───── Given text
PROVIDENCE, R.I. (AP) — About one out of every six Rhode Island households struggles to put enough food on the table, significantly lower than during the height of the pandemic last year, but higher than pre-pandemic levels, according to a report released Monday.
Black and Latino households were particularly hard hit this year, with 34% percent each unable to meet basic food needs, according to the The Rhode Island Community Food Bank’s 2021 Status Report on Hunger.
Hunger is also “alarmingly high” in families with children, as one in four cannot meet basic food needs, the report said.
The number of food insecure households in Rhode Island is expected to grow as government programs that supported low-income families during the COVID-19 pandemic end.
“Post-pandemic recovery simply doesn’t apply to the lives of many Rhode Islanders,” Andrew Schiff, chief executive officer of the food bank, said in a statement. “As supportive government programs and benefits disappear, the ripple effects of COVID-19 continue to be seen on the kitchen tables of people across the state.”
The numbers are based on the RI Life Index, compiled by Blue Cross & Blue Shield of Rhode Island and the Brown University School of Public Health.
──────────
Problem details: Resume the news report on hunger in Rhode Island households, continuing after its closing sentence about the RI Life Index.
───── Available data
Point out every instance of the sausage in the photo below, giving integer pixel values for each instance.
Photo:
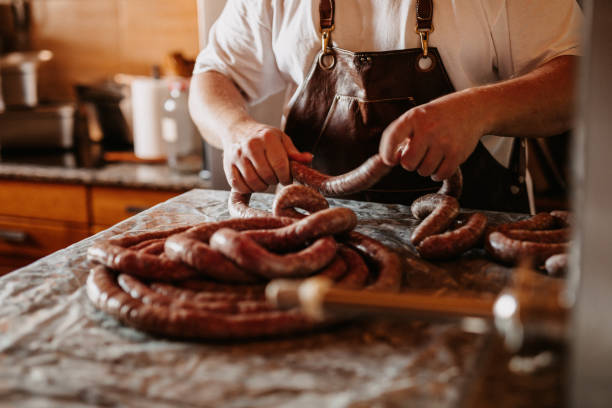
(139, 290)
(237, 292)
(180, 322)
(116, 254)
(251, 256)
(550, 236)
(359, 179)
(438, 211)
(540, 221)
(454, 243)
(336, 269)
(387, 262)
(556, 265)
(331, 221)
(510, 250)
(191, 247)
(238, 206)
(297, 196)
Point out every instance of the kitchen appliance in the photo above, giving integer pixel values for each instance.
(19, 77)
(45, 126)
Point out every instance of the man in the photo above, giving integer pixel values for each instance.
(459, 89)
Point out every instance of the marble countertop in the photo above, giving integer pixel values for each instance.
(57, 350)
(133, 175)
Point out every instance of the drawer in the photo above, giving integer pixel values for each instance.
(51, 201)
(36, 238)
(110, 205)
──────────
───── Available data
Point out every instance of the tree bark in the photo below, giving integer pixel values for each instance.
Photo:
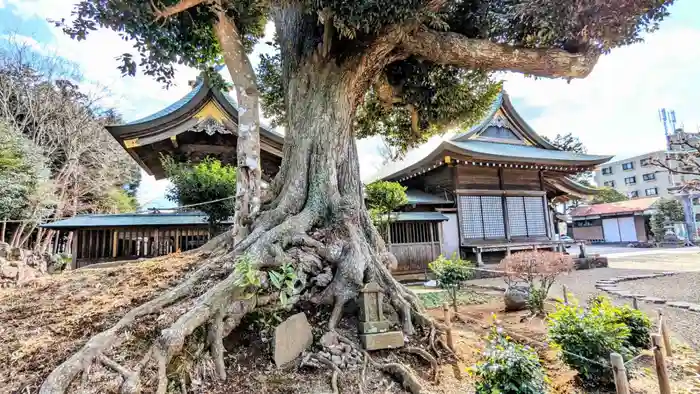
──────────
Result for this exercise:
In response to high demand for food, the food bank and its network of partner agencies distributed a record 15.1 million pounds of food in the year from July 2020 to June 2021, a 9% increase over the previous year.
“From individuals who’ve lost jobs and parents who’ve lost child care to elders struggling to afford food on a fixed income, we see this reality reflected every day in the guests who visit our two food pantries,” said Allori Fernandes, director of Adult & Aging Services at Federal Hill House Association in Providence.
Last year, as businesses were shut down and people were put out of work as the pandemic ravaged the state, about one in four Rhode Island families were food insecure. That was up from about one in nine in 2019.
Not all the news was bad. The food bank lauded the legislature for increasing the minimum wage from $11.50 to $15 per hour by January 2025, and for doubling annual funding for the food bank from $175,000 to $350,000.
The report also made recommendations, including making the expanded Child Tax Credit permanent and urging the state to use American Rescue Plan Act funds to reduce barriers and streamline access to federal SNAP benefits.